■ Set task ■
Reproduce every one of the following entries verbatim, line by line and in the same order.

■ Supplied information ■
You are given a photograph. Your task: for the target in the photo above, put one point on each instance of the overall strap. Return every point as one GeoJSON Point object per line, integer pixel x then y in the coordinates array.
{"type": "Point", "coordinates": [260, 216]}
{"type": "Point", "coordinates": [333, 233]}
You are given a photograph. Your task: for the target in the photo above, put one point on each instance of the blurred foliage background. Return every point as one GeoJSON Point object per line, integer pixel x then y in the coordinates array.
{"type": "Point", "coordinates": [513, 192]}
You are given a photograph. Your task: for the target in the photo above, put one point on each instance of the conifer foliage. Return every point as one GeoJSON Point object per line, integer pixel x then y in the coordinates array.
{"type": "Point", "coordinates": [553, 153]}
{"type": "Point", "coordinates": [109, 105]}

■ Task output ■
You are given a photograph. Your task: for the target in the photo above, put one point on each instance of the overall strap. Return every point as one GeoJSON Point object per line, integer pixel x then y in the coordinates array.
{"type": "Point", "coordinates": [260, 216]}
{"type": "Point", "coordinates": [333, 233]}
You are given a photograph. Your task: for the target in the photo above, put one point on each instance of the blurred foliage background. Return every point as one GeoJSON Point object per line, integer pixel x then y in the coordinates array.
{"type": "Point", "coordinates": [513, 192]}
You are given a photograph. Your task: for the target in the photo above, put one point on each instance of the conifer foliage. Return every point as one GeoJSON Point object per line, integer pixel x then y in the coordinates array.
{"type": "Point", "coordinates": [553, 153]}
{"type": "Point", "coordinates": [109, 105]}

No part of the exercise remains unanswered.